[EXCERPTED TEXT]
• • • • •
Dr Youssef also noted Mr Kramer's lengthy history of offending, which he acknowledged, while observing that many of his charges had been withdrawn or did not proceed. He also acknowledged seeking a thrill and rush from his offending, as well as antisocial behaviour which he would have to manage, which he considered might reflect a genetic trait. He claimed not to be impulsive, but a highly premeditated, calculated individual.
Mr Kramer did not deny his multitude of charges, emphasising that he had mostly represented himself. He considered that the murder he was convicted of had resulted from poor problem solving on his part, committed at a time when he believed he had nothing to lose, because he thought he had contracted HIV. He denied any domestic violence, claiming the charge he was convicted of had been concocted. His account of the 2012 and 2013 offences included that he had been affected by alcohol on both occasions; a claim that he had no memory of the 2013 offence and insistence that he was the victim on both occasions and that he had not received a fair trial, having represented himself.
Mr Kramer had spent 90% of his life since age 24 in custody. For a considerable part of this he had been kept in segregation, having ongoing difficulties with other inmates and staff. He had also been assaulted and threatened with assault. Case notes reflected his problematic, confrontational, disrespectful and intimidatory interactions with staff.
Mr Kramer had persisted in his refusal to participate in the violent offenders program, which he considered would increase his potential for recidivism. He had pursued individual therapy with a psychologist for some years and was prepared to pursue such therapy further, if the focus remained on him, but not group therapy.
Mr Kramer had some insight into alcohol and negative associates being unhelpful, but not that they posed risk factors. He firmly believed he would not again engage in extreme violence. He had not previously been supervised in the community, but had repeatedly breached conditions of bail. Still, he now considered he would be low risk if released. He was concerned about being prevented from making money and interacting with women.
Mr Kramer had refused to interact with community corrections about post release accommodation, which he considered the Attorney General was responsible for finding for him. Dr Youssef was concerned that if this behaviour continued post release, adequately managing him would be difficult.
• • • • •
[GIVEN RECORDS]
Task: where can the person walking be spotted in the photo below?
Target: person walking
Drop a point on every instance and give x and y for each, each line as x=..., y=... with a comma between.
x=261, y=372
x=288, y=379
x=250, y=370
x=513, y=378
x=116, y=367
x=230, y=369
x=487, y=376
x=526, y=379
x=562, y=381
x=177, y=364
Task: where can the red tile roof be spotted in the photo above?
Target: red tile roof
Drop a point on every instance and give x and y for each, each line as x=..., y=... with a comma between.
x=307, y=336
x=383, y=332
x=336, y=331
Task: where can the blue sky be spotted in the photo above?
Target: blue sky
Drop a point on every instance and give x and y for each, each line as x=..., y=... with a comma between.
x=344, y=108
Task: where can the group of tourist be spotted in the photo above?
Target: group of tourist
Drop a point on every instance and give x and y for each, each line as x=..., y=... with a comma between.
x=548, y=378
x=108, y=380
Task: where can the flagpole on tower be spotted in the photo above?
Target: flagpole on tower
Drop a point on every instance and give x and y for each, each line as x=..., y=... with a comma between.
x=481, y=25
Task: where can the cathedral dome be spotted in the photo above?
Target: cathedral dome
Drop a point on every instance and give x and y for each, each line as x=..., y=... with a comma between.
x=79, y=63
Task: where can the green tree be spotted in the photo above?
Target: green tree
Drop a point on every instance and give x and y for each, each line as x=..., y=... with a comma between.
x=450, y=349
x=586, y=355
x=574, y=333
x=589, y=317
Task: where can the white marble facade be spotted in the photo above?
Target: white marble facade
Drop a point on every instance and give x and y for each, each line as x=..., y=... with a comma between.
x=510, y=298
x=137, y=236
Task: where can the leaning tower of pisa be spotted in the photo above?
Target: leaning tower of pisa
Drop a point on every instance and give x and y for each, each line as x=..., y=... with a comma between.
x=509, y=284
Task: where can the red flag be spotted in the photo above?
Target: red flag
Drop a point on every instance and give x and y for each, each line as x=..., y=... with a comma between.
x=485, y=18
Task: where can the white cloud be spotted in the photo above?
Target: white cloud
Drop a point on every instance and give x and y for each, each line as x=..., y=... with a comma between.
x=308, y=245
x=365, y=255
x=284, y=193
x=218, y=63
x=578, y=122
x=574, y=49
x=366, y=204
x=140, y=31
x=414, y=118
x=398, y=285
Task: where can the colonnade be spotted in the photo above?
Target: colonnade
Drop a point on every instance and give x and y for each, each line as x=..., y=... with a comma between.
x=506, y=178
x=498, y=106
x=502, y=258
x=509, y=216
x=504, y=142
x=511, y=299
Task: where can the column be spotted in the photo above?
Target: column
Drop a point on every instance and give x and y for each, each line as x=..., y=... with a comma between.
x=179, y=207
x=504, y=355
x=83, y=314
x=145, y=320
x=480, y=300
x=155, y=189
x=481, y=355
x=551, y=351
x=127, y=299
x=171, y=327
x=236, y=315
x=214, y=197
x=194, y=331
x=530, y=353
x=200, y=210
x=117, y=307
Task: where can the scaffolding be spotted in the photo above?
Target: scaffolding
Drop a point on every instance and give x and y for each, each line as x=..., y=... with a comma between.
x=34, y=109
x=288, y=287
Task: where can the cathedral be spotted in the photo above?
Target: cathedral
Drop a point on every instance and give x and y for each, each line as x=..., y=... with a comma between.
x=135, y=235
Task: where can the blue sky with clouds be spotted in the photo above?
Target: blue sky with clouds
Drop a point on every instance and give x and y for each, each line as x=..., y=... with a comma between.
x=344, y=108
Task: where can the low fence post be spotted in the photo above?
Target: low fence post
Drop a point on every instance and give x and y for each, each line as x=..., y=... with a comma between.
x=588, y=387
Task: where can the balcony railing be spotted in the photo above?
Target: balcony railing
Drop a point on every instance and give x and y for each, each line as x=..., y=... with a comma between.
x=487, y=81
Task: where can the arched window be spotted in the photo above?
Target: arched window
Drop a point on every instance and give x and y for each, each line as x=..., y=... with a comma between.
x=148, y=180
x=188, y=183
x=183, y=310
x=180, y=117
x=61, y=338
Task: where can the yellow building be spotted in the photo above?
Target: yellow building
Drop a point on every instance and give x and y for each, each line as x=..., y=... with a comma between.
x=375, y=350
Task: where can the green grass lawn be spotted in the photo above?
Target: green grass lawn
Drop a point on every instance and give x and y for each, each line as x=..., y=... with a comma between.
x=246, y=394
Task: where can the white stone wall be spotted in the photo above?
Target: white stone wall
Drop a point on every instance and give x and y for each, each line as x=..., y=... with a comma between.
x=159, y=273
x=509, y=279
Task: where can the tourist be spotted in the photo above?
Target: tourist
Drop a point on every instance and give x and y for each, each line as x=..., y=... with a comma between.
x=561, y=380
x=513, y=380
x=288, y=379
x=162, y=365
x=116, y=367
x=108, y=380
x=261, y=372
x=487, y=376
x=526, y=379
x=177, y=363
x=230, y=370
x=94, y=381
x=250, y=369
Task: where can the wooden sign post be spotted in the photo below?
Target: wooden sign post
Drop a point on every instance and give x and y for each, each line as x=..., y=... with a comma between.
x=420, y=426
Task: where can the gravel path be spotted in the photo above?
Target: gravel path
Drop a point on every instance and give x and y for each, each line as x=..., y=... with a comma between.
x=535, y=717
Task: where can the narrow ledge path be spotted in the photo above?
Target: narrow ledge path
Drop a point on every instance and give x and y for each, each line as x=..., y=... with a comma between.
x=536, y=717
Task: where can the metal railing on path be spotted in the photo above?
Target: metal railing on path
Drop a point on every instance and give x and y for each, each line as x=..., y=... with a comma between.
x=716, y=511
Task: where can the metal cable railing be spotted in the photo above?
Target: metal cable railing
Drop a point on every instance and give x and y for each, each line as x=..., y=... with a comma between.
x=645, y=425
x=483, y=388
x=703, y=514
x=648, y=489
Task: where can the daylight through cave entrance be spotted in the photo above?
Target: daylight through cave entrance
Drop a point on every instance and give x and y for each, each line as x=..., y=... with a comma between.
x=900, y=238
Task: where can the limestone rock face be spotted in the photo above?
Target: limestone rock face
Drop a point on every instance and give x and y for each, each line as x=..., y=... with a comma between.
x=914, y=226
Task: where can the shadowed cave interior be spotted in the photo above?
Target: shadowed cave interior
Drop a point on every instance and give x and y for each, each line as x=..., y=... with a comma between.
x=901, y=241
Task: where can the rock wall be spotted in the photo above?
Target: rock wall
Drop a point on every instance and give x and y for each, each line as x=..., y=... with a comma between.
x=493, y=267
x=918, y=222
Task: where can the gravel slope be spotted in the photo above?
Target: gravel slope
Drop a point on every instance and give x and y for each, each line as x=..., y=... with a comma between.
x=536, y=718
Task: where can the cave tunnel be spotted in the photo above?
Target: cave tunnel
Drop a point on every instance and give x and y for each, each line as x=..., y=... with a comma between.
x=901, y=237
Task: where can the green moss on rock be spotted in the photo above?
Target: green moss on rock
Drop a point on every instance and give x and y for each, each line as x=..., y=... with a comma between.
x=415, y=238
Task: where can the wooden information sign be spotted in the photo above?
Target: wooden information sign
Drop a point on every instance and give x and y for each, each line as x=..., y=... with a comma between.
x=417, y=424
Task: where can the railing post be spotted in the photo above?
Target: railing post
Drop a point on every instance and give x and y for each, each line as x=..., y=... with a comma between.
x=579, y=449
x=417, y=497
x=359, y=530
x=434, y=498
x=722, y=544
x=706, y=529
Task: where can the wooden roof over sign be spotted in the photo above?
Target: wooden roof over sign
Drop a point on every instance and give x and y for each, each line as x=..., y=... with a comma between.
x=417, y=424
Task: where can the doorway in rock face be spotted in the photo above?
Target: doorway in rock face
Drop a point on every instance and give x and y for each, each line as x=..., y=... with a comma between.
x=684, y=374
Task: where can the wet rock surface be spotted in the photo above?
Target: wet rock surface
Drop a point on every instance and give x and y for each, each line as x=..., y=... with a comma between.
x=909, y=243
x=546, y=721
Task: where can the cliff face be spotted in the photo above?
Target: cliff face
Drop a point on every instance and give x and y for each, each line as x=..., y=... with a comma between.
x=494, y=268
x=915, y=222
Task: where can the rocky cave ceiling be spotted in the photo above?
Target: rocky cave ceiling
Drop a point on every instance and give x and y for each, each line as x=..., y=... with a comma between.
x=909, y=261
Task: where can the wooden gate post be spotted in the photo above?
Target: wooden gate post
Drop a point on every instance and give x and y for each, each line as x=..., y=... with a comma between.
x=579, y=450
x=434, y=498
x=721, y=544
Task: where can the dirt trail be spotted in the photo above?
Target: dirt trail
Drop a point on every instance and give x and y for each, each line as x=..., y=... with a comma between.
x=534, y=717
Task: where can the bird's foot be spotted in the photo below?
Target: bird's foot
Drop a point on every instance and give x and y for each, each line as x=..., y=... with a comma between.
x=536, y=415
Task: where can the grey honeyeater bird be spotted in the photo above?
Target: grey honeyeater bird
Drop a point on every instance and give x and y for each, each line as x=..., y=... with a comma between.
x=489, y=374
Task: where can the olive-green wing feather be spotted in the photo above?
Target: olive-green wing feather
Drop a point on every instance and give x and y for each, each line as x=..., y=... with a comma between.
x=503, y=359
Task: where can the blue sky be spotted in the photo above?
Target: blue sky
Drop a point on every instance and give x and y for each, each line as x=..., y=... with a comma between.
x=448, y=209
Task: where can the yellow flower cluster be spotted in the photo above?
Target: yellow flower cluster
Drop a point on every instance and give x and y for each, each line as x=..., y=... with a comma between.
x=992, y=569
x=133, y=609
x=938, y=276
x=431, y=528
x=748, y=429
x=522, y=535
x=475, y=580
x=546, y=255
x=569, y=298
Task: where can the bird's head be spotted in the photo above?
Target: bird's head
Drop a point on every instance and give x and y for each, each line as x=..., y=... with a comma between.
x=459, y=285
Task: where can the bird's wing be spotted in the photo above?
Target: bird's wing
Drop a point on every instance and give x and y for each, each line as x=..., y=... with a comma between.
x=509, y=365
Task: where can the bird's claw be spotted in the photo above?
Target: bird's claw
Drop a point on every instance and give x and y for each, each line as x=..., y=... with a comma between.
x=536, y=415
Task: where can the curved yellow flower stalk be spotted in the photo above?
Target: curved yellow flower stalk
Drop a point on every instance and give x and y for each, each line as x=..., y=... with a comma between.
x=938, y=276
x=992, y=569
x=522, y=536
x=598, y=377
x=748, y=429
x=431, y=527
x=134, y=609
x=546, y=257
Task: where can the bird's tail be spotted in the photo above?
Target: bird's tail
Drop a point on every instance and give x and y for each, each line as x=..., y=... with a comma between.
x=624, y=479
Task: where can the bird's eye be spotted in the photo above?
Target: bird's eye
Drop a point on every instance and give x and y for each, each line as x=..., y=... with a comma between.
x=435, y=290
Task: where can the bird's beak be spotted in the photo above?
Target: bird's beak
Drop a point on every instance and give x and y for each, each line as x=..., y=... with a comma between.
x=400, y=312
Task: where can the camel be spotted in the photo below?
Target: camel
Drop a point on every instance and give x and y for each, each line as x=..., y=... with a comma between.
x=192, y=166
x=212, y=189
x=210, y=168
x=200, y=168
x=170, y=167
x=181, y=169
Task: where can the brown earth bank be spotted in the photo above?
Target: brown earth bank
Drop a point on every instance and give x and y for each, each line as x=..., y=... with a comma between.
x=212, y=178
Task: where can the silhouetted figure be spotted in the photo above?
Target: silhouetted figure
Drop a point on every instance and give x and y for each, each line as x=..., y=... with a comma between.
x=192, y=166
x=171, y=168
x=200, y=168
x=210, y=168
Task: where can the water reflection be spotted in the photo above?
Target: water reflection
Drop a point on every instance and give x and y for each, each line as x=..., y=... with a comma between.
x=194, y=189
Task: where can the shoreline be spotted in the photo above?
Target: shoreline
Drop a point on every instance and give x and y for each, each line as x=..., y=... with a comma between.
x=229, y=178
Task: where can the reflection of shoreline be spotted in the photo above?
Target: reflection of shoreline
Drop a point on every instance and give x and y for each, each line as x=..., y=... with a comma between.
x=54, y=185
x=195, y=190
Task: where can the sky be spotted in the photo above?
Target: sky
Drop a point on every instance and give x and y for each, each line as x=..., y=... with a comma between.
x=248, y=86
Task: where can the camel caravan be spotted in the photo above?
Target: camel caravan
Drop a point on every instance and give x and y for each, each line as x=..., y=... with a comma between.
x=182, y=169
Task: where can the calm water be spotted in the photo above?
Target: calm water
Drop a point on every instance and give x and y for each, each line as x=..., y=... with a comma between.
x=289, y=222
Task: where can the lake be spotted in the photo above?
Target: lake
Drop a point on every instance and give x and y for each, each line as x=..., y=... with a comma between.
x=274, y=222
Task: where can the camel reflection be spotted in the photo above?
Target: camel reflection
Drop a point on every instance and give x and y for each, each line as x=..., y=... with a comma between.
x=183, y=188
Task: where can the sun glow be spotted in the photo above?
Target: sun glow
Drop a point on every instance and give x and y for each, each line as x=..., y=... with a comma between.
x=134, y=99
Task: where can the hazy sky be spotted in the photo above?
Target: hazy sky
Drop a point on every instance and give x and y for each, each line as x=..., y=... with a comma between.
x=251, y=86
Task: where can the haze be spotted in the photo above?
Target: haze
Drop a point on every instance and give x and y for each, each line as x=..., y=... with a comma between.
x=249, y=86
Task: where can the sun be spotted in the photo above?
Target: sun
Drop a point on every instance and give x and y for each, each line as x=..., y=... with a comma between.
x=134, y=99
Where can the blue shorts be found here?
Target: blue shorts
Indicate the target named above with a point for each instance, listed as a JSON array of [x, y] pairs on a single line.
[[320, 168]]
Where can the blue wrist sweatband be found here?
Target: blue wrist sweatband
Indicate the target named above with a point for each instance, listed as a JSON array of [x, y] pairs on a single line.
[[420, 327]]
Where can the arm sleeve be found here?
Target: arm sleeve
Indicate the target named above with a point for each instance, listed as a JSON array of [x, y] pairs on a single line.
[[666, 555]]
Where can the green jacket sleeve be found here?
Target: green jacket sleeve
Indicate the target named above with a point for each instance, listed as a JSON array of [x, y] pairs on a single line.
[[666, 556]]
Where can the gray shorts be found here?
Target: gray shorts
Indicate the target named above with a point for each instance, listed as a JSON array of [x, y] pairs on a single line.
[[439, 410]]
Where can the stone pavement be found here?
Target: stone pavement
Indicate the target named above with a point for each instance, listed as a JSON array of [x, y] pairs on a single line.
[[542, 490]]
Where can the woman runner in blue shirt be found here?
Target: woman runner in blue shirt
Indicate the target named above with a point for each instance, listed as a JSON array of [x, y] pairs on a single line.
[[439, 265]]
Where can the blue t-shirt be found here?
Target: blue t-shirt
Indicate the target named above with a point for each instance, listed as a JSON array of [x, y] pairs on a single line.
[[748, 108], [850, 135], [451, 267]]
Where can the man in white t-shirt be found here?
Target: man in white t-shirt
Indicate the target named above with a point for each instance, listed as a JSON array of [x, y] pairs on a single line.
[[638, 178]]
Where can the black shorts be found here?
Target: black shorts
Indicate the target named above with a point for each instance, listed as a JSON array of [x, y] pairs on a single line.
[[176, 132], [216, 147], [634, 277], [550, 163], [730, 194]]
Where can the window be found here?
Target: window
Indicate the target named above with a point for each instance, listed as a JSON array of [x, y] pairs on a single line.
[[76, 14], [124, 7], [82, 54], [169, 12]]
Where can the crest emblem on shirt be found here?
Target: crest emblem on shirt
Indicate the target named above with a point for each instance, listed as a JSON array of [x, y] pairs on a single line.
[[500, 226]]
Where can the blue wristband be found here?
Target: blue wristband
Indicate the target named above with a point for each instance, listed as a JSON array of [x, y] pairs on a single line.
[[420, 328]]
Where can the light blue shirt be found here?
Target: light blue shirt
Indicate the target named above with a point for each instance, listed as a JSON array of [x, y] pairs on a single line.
• • • • •
[WHAT THIS EXERCISE ASKS]
1. According to the excerpt about Mr Kramer, what share of his life since age 24 had he spent in custody?
2. Reproduce the Kramer excerpt verbatim from "Mr Kramer had some" to "would be difficult.".

[ANSWERS TO THE PROBLEMS]
1. 90%

2.
Mr Kramer had some insight into alcohol and negative associates being unhelpful, but not that they posed risk factors. He firmly believed he would not again engage in extreme violence. He had not previously been supervised in the community, but had repeatedly breached conditions of bail. Still, he now considered he would be low risk if released. He was concerned about being prevented from making money and interacting with women.
Mr Kramer had refused to interact with community corrections about post release accommodation, which he considered the Attorney General was responsible for finding for him. Dr Youssef was concerned that if this behaviour continued post release, adequately managing him would be difficult.